Selected text:
=== Section Start ===

When in 1904 the Academic-Historical Society in Berlin, to which Bresslau had belonged for 25 years, turned itself into an association ("Holsatia") wearing badges or liveries, and required other forms of co-operation from Bresslau, he bluntly refused. Holsatia had introduced a veto against admission for Jewish students.

Bresslau spent the final years of his life first in Hamburg, then in Heidelberg. His son was the zoologist Ernst Bresslau. His daughter was the medical missionary, nurse, social worker, and public health advocate Helene Bresslau Schweitzer.

==Work==

===Monumenta Germaniae Historica===
Bresslau was involved from 1877 in the Monumenta Germaniae Historica, and from 1888 in its central planning. For the Diploma section of the Monumenta he edited the original charters of Henry II, Holy Roman Emperor (Part 1: 1900, Part 2: 1903) and of Konrad II (1909). Bresslau's Handbuch der Urkundenlehre für Deutschland und Italien (Handbook of Charter and Diploma Studies for Germany and Italy), (2nd enlarged edition, Leipzig 1912) has even today not been superseded as the standard work on medieval Diplomas. For the Centenary of the Monumenta in 1919 Bresslau wrote the history of the project (Geschichte der Monumenta Germaniae Historica, Hanover 1921, reprinted Hanover 1976), his last book. As research supervisor, Bresslau supervised over 100 doctoral dissertations.

=== Section End ===

Material shown:
=== Section Start ===

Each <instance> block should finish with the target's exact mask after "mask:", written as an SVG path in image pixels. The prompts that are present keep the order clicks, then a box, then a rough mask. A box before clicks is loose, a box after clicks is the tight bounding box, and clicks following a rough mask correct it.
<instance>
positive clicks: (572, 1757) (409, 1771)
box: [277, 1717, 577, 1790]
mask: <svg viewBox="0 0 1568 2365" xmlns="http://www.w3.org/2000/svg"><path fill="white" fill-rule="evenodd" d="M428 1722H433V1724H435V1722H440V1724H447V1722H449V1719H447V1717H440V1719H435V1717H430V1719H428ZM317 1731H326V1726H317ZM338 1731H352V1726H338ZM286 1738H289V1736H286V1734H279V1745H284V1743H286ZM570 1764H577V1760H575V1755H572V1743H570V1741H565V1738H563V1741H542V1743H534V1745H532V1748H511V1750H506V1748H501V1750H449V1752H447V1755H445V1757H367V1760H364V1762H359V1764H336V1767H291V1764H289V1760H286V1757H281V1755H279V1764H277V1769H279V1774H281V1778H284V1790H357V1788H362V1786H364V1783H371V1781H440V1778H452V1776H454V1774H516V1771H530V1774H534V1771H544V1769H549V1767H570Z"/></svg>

=== Section End ===

Required action 1:
According to the text on Bresslau, which book was his last?
Required action 2:
Using the text on Bresslau, explain what led him to bluntly refuse the Berlin society in 1904.

Task response 1:
His last book was Geschichte der Monumenta Germaniae Historica (Hanover 1921), his history of the project, written for its Centenary in 1919.

Task response 2:
In 1904 the Academic-Historical Society in Berlin, which he had belonged to for 25 years, turned itself into an association called "Holsatia" that wore badges or liveries, and it required other forms of co-operation from him. Holsatia had also introduced a veto against admitting Jewish students.